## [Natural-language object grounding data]
·····

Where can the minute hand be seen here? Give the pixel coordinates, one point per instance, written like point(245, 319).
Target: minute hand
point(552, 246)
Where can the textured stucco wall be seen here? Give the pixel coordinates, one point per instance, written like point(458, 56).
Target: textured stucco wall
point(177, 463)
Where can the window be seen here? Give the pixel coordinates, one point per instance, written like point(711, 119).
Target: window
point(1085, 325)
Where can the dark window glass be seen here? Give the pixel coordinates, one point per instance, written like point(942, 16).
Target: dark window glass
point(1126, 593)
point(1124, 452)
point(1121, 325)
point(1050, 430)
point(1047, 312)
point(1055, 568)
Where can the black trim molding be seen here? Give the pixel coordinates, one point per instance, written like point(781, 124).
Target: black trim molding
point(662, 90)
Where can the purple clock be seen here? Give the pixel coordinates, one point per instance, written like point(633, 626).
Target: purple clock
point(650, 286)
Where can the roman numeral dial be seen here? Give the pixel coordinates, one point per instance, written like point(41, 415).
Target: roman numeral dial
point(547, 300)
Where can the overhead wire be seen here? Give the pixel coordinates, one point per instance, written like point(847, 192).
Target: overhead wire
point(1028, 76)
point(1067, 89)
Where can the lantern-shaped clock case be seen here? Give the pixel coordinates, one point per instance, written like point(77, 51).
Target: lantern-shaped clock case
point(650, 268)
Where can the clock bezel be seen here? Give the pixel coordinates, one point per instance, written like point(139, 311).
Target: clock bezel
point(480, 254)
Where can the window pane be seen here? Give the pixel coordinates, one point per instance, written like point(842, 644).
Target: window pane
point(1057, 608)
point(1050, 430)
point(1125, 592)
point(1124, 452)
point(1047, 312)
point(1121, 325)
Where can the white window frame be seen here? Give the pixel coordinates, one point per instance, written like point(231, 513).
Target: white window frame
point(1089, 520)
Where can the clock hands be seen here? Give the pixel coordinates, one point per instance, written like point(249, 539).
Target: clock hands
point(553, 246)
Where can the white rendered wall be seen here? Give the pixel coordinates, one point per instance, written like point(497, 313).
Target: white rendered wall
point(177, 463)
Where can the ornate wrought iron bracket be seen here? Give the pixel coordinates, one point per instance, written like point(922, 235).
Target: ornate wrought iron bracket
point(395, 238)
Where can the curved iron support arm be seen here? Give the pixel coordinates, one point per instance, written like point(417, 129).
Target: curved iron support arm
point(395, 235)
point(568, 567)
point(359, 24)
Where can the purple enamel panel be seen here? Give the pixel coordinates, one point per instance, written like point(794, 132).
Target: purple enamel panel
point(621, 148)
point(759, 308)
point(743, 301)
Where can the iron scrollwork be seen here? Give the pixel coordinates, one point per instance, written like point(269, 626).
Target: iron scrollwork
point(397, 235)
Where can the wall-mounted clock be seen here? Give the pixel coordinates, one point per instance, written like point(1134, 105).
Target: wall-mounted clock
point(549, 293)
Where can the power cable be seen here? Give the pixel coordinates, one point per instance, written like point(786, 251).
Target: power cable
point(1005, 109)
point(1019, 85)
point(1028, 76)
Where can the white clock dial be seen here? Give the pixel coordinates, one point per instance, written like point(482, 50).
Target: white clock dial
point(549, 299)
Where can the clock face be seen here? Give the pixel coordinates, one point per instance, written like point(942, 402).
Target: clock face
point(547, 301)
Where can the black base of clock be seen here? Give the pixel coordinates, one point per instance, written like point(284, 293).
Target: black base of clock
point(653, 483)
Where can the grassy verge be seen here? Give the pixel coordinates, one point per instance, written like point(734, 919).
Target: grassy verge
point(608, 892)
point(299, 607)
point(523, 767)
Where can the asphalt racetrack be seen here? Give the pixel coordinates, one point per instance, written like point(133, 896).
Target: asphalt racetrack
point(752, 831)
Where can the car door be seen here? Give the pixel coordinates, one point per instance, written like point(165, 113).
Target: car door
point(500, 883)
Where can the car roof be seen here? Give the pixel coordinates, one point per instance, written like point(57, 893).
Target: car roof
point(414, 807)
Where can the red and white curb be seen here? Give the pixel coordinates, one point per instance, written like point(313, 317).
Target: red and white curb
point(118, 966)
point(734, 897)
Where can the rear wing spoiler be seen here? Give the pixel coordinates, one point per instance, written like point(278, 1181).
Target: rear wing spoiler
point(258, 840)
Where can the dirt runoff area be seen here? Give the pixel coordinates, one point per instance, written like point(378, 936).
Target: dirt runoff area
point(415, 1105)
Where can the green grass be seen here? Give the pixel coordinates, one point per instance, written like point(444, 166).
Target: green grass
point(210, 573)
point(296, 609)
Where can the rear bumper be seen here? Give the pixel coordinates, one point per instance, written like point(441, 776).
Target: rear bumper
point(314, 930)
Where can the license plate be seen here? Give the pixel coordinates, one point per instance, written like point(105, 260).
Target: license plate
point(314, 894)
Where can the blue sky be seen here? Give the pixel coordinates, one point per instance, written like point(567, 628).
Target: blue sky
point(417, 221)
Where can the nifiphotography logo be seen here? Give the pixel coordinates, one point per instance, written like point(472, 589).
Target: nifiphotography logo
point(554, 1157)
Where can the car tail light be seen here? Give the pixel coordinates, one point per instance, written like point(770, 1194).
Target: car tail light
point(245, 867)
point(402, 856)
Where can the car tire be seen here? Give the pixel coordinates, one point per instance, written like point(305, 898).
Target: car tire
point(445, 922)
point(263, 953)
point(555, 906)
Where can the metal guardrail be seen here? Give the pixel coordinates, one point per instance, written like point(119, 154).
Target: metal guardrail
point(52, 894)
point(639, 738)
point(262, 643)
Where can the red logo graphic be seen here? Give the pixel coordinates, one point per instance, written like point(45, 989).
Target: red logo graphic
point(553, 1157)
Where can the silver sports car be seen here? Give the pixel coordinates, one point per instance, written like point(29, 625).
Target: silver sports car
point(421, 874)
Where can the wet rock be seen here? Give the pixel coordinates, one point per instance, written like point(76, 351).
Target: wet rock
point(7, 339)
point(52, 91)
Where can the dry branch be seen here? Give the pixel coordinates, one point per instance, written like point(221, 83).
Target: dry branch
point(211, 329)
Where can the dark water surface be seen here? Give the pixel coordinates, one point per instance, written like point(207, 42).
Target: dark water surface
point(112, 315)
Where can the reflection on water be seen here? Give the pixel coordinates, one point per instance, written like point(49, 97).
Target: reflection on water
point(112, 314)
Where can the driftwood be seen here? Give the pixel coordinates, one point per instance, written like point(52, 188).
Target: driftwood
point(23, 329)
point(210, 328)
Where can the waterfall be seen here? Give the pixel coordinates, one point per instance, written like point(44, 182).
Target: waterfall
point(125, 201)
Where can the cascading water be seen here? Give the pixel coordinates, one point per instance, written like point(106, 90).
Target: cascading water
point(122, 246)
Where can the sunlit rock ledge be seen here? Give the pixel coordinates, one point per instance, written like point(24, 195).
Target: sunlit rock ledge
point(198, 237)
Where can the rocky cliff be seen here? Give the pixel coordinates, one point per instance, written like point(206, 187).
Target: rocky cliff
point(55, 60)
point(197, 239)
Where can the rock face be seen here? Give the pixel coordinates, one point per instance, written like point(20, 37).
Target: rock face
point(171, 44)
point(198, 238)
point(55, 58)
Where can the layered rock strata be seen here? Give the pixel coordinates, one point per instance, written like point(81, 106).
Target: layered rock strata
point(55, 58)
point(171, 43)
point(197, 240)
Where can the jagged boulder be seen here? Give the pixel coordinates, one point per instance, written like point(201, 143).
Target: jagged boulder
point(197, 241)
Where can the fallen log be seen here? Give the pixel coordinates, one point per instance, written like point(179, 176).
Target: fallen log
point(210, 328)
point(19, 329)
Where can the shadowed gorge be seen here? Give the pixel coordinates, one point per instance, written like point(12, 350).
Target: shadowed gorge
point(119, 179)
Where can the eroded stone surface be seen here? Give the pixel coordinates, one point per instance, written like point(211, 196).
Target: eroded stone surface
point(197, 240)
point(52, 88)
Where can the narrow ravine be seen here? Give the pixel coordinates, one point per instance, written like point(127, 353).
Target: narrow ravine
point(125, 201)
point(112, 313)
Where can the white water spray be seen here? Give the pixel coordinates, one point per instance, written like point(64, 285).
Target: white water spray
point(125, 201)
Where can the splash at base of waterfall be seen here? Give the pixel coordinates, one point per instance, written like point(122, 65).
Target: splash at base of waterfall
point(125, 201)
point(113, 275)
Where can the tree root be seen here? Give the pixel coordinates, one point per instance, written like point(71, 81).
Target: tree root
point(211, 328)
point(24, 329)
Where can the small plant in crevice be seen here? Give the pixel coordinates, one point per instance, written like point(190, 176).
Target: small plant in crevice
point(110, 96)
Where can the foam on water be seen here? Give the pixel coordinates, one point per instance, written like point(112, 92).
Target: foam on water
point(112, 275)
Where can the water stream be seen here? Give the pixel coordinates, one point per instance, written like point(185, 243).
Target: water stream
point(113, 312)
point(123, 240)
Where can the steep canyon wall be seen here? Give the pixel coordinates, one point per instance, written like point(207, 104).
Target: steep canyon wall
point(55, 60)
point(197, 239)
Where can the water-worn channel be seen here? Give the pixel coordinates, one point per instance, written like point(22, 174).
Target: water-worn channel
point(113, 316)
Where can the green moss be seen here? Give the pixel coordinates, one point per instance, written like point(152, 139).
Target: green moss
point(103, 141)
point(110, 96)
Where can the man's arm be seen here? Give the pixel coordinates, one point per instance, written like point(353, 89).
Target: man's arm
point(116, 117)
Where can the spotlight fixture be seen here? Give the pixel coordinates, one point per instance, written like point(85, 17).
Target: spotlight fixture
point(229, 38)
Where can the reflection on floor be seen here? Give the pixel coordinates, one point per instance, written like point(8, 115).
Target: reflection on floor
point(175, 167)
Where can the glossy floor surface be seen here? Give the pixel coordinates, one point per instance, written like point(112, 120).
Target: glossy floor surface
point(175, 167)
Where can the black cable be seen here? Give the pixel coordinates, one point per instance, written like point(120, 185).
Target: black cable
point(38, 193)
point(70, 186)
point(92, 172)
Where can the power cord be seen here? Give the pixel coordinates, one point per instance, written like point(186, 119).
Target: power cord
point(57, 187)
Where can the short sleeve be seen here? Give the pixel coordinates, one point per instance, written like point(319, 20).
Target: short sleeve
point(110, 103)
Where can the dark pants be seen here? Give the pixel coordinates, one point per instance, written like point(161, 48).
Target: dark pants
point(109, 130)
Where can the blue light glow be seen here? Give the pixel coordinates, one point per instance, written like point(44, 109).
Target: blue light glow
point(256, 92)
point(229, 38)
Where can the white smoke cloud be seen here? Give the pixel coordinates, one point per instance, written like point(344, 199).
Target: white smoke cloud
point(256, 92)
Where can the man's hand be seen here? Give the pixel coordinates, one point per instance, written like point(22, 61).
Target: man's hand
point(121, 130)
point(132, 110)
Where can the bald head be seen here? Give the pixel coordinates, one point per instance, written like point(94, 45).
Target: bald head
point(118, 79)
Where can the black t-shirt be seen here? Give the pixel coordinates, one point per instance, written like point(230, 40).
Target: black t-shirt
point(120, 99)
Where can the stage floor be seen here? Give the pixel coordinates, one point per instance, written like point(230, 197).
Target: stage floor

·····

Using the entries above, return each line in which the word "stage" occurs.

## [Answer box]
Where can the stage floor be seen here? Give the pixel coordinates, one point per instance, written like point(230, 197).
Target: stage floor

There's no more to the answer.